[Opening DATASET EXCERPTS section]

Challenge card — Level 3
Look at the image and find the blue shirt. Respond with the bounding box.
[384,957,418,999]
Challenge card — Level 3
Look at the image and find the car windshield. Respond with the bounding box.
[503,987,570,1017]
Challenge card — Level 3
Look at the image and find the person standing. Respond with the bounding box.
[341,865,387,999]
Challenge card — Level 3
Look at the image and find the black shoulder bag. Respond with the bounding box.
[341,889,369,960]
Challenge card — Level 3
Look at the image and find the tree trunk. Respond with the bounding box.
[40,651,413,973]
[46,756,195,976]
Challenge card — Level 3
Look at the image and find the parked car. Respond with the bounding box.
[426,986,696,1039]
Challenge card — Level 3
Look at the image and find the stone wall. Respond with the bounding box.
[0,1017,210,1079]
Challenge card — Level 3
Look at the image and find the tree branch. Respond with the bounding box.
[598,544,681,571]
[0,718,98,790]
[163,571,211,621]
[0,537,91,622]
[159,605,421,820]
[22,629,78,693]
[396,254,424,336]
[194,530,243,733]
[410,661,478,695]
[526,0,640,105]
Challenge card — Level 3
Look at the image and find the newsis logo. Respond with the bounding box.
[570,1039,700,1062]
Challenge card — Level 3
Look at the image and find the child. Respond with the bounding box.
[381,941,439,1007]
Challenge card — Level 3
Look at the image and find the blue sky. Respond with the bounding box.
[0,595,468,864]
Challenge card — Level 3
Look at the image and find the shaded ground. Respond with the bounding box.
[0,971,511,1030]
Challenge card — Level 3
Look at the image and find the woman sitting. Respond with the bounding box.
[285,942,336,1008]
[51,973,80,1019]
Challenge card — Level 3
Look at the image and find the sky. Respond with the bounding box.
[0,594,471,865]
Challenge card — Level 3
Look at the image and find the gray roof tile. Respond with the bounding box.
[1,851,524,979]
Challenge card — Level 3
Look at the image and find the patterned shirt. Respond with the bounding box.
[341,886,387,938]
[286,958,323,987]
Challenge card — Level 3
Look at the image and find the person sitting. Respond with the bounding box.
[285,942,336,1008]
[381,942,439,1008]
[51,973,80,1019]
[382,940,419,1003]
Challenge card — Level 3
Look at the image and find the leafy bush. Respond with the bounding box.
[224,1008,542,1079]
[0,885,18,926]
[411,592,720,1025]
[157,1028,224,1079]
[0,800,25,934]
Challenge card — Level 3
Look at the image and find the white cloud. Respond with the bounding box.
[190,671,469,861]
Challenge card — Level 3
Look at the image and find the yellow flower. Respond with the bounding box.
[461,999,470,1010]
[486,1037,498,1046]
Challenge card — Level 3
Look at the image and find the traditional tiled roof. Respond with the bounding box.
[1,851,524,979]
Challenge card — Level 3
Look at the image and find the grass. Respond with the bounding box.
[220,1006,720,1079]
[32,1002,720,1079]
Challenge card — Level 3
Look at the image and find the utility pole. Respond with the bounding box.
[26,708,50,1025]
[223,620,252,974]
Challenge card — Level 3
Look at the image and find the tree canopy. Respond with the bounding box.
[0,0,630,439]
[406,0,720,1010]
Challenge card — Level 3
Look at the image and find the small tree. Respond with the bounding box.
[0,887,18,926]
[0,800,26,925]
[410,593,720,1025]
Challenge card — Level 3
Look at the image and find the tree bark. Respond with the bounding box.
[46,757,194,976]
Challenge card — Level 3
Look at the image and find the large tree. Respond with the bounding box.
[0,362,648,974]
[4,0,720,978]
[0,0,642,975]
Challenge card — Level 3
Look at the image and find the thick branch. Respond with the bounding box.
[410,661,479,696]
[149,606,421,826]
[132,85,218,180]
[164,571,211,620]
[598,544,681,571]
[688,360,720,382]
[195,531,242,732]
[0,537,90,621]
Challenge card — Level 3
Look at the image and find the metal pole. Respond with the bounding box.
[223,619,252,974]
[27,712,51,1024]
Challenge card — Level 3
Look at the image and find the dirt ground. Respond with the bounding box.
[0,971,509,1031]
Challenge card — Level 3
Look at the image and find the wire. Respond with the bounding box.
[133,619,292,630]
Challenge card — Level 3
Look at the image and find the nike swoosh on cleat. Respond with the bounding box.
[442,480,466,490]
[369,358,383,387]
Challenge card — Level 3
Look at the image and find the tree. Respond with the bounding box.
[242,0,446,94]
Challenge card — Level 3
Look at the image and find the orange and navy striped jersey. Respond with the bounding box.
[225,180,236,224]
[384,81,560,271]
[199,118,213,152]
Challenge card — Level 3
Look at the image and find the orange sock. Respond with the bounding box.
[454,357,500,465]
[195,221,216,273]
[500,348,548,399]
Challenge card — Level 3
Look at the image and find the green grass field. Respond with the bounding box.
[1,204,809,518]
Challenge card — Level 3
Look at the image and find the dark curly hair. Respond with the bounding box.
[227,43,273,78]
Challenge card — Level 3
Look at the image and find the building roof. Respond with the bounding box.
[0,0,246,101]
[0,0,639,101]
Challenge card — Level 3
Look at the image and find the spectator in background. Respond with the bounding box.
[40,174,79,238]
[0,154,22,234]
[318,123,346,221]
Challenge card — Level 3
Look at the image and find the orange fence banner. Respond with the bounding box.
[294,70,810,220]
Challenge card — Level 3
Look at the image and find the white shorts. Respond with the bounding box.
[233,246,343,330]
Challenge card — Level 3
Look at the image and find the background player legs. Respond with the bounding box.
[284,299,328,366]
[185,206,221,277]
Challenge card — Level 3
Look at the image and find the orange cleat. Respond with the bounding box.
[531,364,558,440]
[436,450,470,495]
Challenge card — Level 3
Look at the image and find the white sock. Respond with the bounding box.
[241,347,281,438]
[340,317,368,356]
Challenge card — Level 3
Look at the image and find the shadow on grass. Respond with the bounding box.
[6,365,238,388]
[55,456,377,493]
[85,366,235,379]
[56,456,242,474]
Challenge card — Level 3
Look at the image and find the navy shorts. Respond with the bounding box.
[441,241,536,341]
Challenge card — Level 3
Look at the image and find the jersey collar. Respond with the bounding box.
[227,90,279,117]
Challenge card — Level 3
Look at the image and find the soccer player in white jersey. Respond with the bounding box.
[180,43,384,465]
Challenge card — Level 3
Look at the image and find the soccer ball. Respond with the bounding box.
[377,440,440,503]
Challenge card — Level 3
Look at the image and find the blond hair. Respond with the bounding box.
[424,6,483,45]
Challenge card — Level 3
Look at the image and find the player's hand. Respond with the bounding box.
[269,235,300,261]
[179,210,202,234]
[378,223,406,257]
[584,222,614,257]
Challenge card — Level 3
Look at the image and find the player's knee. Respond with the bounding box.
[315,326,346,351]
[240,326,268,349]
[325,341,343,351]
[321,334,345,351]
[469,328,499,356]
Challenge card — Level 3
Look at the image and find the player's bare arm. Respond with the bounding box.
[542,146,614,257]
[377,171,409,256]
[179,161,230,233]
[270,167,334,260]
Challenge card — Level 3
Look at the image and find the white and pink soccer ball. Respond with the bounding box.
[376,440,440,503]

[Closing DATASET EXCERPTS section]

Every record above belongs in the answer, reproduced exactly.

Challenge card — Level 3
Look at the image and find the blue shirt. Respond with the bounding box.
[384,957,418,999]
Challenge card — Level 3
Look at the image and find the car windshield. Respond with the bounding box.
[503,987,570,1017]
Challenge card — Level 3
Look at the image and find the person standing. Respond with the bounding box.
[341,865,387,999]
Challenge card — Level 3
Look at the image and find the black shoulder bag. Respond with the bounding box.
[341,889,369,960]
Challenge card — Level 3
Look at the image and find the tree trunk. Respond with the bounding box.
[40,651,413,973]
[46,756,195,976]
Challenge card — Level 3
Look at the image and find the parked car. Respond with the bounding box.
[426,986,696,1039]
Challenge card — Level 3
Look at the image and find the stone wall. Respond with the bounding box.
[0,1017,210,1079]
Challenge card — Level 3
Look at the image and find the tree branch. Respond with the bounding box.
[598,544,681,571]
[0,718,98,790]
[163,571,211,621]
[0,537,91,622]
[159,605,421,820]
[22,629,78,693]
[396,254,424,336]
[194,530,243,733]
[410,661,478,695]
[526,0,640,105]
Challenge card — Level 3
Look at the image and find the newsis logo. Respond with the bounding box.
[570,1039,700,1062]
Challenge card — Level 3
Look at the image and find the child. Respond with the bounding box.
[381,941,439,1007]
Challenge card — Level 3
Look at the image and find the blue sky. Respond with the bounding box.
[0,595,468,864]
Challenge card — Level 3
Look at the image and find the shaded ground. Respond with the bounding box.
[0,971,511,1030]
Challenge card — Level 3
Look at the image and find the woman sitting. Respond with the bounding box.
[285,942,336,1008]
[51,973,80,1019]
Challenge card — Level 3
Look at the image and find the sky. Respond with the bounding box.
[0,594,471,865]
Challenge card — Level 3
Look at the image and find the gray roof tile. Respond with the bounding box.
[1,851,524,979]
Challenge card — Level 3
Look at the image and find the patterned shirt. Respond with the bounding box.
[341,886,387,938]
[286,958,323,987]
Challenge card — Level 3
Look at the image and find the person sitting. Respond with the bounding box.
[285,942,336,1008]
[381,942,439,1008]
[51,973,80,1019]
[382,940,419,1003]
Challenge card — Level 3
Look at the image and find the leafy bush. Respond with the bounding box.
[224,1008,542,1079]
[0,885,18,926]
[411,592,720,1025]
[157,1028,224,1079]
[0,800,25,934]
Challenge card — Level 3
Look at the image and find the white cloud. Respond with the bounding box.
[190,671,469,861]
Challenge card — Level 3
Look at the image and find the yellow flower. Respond with the bounding box.
[461,999,470,1010]
[486,1037,498,1046]
Challenge card — Level 3
Look at the image and find the traditional tiled roof. Respond with the bounding box.
[1,851,524,979]
Challenge card — Level 3
Look at the image and find the grass. Respond with the bounding box.
[220,1006,720,1079]
[32,1002,720,1079]
Challenge card — Level 3
Look at the image and find the utility pole. Respond with the bounding box.
[26,708,50,1025]
[223,620,252,974]
Challenge card — Level 3
Look at the image and find the tree canopy. Respond with the bounding box.
[0,0,630,439]
[406,0,720,1010]
Challenge card — Level 3
Look at the image and find the small tree. Respond with the bounding box.
[0,887,18,926]
[0,800,26,925]
[410,593,720,1025]
Challenge card — Level 3
Look at the image and find the tree bark. Respond with the bounding box.
[46,757,194,976]
Challenge card — Level 3
Look at the image and find the large tree. Respond with the bounding box.
[0,362,648,974]
[4,0,720,978]
[0,0,642,975]
Challenge card — Level 3
Look at the image and find the thick branch. Respond with the bounding box.
[410,661,479,696]
[149,606,421,826]
[132,85,218,180]
[164,571,211,620]
[598,544,681,571]
[688,360,720,382]
[195,531,242,732]
[0,537,90,621]
Challenge card — Level 3
Look at the image and find the metal pole. Respond with the bounding box.
[223,619,252,974]
[27,712,51,1024]
Challenge card — Level 3
Look at the image and find the dirt ground. Respond with the bounding box.
[0,971,509,1031]
Challenge card — Level 3
Look at the image and find the wire. Respond with the bounding box.
[133,619,292,630]
Challenge card — Level 3
Look at the image and find the nike swoosh on cleat. Respond with the bounding box.
[442,480,466,490]
[369,358,383,387]
Challenge card — Level 3
Look at the image and find the tree. Respond with the bounding box.
[242,0,446,94]
Challenge card — Level 3
Look at the image and find the orange and navy striped jersey. Respond with the bounding box.
[225,180,236,224]
[384,81,560,271]
[199,118,213,152]
Challenge card — Level 3
Look at the image and find the orange sock. Respond with the bounding box.
[454,357,500,465]
[195,221,216,273]
[500,348,548,399]
Challenge card — Level 3
Look at the image and find the green grass field. Respond with the bounding box.
[1,204,809,518]
Challenge card — Level 3
Look at the image and find the dark curly hair. Respond with the bounding box.
[227,43,273,78]
Challenge card — Level 3
Look at the image and find the building roof. Respond with the bounding box.
[0,0,246,101]
[0,0,639,101]
Challenge card — Level 3
Look at the image and find the spectator in background. Respond with the bounding box.
[40,174,79,238]
[0,154,22,234]
[318,123,346,221]
Challenge card — Level 3
Look at the image and find the orange fence banner. Respond with the bounding box.
[294,70,810,220]
Challenge card — Level 3
Look at the image and find the white shorts. Respond with the bounding box.
[233,246,343,330]
Challenge card — Level 3
Look at the image and find the background player legs. Respond with the bounding box.
[284,299,328,366]
[185,206,221,277]
Challenge card — Level 3
Look at the image and find the orange cleat. Respond with the bounding box.
[531,364,558,440]
[436,450,470,495]
Challenge card — Level 3
Look at the image and find the white sock. Respond with the bounding box.
[241,347,281,438]
[340,317,368,356]
Challenge card — Level 3
Look at the image and find the shadow on grass. Respond with the bounding box.
[6,365,238,388]
[55,456,377,493]
[85,366,235,379]
[56,456,242,474]
Challenge card — Level 3
Look at the image and find the navy shorts. Respond with the bounding box.
[441,241,536,341]
Challenge card — Level 3
Look at the image and find the jersey collar. Respond with the bounding box.
[227,90,279,117]
Challenge card — Level 3
Look at the image and find the soccer player in white jersey. Respond with the bounding box.
[180,43,384,465]
Challenge card — Level 3
Look at the image and find the soccer ball. Respond with the bounding box.
[377,440,440,503]
Challenge card — Level 3
Look at the image and find the blond hair. Respond with the bounding box.
[424,6,483,45]
Challenge card — Level 3
Look at the image and find the player's hand. Respond with the bounding box.
[269,235,300,261]
[179,210,202,234]
[378,223,406,257]
[584,222,614,257]
Challenge card — Level 3
Look at the image and find the player's knee. Respond with the bounding box.
[315,326,346,351]
[240,326,268,349]
[325,341,343,351]
[321,334,345,351]
[469,328,499,356]
Challenge card — Level 3
Look at the image and find the player's bare arm. Respond with the bounding box.
[542,146,614,257]
[377,171,409,256]
[179,161,230,233]
[270,167,334,260]
Challenge card — Level 3
Look at the image and find the white and pink soccer ball. Respond with the bounding box.
[376,440,440,503]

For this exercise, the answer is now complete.